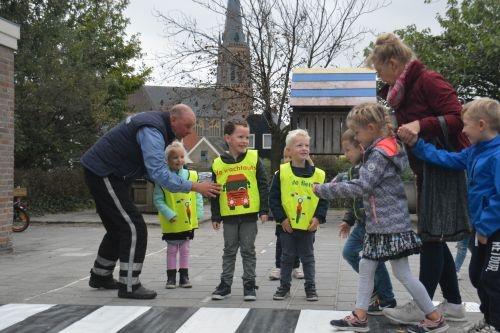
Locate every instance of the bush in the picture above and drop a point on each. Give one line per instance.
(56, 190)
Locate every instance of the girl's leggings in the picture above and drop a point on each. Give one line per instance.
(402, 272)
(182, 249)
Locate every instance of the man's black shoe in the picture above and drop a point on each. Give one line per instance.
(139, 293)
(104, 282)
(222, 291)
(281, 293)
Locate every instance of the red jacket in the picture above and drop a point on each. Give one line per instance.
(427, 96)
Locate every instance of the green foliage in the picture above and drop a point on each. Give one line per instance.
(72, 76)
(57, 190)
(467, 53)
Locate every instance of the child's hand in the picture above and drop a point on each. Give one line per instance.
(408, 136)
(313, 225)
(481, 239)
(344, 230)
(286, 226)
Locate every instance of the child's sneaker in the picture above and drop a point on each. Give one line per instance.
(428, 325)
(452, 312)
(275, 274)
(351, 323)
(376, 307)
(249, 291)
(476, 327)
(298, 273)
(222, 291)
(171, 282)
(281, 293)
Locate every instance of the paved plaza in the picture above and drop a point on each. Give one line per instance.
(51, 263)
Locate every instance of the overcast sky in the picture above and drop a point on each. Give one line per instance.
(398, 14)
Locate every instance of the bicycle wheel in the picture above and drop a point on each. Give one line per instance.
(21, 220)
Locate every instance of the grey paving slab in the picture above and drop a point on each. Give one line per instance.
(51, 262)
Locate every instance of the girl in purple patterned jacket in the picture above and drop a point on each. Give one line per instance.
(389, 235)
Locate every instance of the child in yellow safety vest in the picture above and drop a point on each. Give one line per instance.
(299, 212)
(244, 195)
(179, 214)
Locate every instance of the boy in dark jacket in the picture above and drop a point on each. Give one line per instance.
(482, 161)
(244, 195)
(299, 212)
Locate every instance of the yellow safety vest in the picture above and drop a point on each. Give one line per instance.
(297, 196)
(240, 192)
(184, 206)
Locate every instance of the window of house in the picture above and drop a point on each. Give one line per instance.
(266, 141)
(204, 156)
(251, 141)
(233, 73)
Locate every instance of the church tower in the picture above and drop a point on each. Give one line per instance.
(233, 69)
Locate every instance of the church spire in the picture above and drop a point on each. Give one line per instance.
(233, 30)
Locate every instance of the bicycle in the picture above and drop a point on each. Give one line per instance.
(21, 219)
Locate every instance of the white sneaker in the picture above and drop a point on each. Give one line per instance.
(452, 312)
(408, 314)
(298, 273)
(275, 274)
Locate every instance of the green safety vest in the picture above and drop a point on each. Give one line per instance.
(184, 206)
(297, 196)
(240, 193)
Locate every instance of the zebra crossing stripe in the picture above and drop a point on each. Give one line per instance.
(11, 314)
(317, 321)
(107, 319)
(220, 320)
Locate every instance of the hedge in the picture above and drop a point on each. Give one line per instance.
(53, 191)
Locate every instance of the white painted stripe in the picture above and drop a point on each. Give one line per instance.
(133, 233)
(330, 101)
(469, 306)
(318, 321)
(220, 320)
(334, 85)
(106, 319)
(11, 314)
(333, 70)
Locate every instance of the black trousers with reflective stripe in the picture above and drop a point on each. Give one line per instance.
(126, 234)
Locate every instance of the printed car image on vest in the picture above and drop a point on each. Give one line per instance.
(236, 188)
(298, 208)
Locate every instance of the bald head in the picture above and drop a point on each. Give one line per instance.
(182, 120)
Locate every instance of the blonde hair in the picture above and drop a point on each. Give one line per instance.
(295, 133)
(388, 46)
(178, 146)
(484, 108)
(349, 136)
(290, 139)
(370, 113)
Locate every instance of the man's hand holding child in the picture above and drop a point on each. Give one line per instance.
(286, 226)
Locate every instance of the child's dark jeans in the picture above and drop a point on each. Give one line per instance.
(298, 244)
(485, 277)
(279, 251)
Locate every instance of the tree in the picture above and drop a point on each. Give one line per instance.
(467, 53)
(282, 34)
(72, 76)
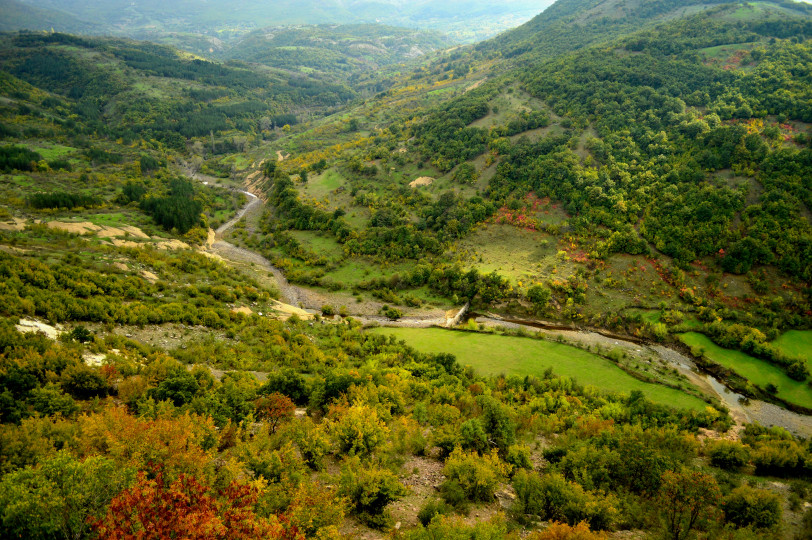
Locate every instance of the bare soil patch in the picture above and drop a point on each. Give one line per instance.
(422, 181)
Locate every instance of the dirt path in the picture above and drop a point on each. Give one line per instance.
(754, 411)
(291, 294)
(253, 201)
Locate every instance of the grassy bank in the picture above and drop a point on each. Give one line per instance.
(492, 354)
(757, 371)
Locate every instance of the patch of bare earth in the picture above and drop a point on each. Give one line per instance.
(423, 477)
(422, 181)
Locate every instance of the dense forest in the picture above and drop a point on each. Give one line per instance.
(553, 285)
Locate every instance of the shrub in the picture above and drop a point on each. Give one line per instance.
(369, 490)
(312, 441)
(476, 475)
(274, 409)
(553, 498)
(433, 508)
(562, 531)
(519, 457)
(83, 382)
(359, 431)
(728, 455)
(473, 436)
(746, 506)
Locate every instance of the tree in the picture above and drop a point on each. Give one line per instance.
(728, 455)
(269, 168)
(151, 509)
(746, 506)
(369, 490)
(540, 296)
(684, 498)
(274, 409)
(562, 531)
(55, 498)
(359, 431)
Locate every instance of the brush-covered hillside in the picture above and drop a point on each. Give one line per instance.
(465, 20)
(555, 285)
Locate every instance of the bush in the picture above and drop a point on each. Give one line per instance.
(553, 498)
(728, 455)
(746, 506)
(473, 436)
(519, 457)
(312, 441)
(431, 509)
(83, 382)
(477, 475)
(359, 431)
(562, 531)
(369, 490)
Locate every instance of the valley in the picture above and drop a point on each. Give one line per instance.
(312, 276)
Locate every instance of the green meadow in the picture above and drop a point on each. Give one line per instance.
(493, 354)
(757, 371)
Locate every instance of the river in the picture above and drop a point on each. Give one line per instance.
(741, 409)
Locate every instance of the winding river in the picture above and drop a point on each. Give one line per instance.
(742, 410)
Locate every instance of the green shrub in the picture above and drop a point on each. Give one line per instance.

____________________

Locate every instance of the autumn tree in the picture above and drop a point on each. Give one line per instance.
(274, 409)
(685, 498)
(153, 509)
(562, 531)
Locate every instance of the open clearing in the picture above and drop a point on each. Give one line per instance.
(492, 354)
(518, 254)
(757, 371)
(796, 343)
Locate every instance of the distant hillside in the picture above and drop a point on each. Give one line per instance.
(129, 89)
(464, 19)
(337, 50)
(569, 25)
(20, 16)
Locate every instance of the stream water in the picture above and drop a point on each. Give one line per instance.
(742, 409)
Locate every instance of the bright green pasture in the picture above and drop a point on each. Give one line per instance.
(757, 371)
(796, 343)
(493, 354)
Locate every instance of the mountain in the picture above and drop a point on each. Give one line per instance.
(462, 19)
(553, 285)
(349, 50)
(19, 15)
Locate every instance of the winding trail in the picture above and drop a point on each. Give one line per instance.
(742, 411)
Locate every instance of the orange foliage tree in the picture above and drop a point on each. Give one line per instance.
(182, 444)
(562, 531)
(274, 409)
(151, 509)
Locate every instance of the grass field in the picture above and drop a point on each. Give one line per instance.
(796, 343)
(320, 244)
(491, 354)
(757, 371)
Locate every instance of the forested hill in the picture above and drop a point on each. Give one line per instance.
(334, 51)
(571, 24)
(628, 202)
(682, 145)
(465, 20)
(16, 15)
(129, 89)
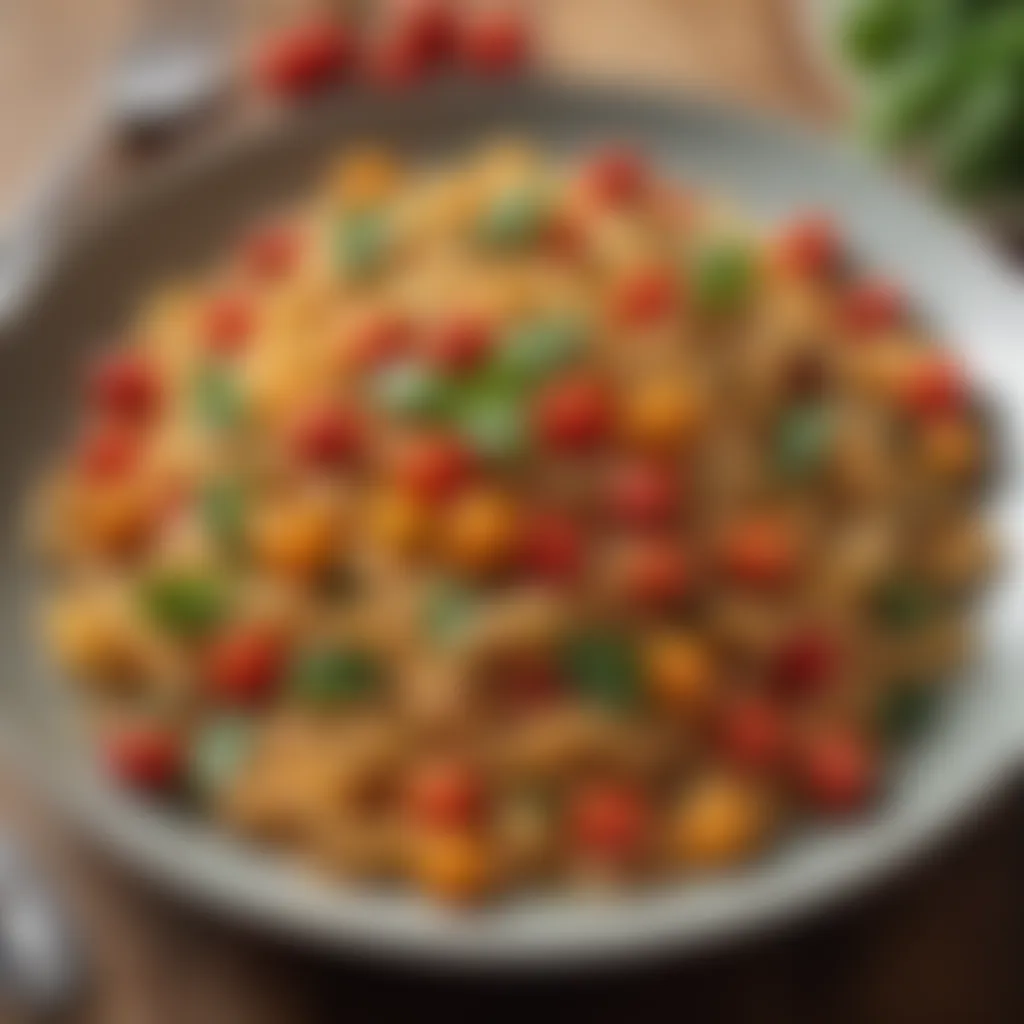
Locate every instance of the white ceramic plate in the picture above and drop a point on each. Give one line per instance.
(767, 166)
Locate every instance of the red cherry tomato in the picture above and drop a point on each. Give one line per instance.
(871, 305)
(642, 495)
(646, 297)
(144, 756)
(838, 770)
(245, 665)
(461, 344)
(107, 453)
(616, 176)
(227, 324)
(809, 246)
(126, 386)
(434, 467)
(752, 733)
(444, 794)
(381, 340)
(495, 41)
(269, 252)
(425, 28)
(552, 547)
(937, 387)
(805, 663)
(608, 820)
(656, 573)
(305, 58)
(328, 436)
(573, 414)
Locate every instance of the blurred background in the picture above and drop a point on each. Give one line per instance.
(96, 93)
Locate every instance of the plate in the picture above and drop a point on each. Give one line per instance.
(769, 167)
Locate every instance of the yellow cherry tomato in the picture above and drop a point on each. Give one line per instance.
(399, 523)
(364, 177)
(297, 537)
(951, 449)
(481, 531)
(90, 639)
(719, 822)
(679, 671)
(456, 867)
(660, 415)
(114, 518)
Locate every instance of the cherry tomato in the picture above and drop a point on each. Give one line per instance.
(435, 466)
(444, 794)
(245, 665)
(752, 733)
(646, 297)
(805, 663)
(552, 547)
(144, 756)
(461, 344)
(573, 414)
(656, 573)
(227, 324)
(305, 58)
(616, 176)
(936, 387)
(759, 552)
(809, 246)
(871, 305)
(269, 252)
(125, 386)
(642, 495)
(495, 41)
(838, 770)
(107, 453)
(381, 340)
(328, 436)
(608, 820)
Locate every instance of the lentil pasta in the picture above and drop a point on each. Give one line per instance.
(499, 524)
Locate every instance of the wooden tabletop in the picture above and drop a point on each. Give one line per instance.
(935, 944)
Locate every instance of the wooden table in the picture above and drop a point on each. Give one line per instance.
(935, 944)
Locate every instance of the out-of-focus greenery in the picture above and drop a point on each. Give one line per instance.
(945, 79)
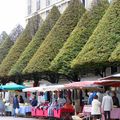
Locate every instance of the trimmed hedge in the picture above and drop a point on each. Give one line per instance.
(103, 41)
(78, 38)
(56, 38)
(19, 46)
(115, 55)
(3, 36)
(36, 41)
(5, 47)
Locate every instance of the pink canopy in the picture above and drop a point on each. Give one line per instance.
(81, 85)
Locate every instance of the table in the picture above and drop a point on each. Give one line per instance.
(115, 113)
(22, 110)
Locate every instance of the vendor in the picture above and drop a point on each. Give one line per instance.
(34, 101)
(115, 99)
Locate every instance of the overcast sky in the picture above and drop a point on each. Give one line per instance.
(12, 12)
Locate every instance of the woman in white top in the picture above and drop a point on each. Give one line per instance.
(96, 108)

____________________

_WRITTEN PROBLEM_
Count the lines in the data that contain the word "patch", and give only that number.

_TASK OUTPUT_
2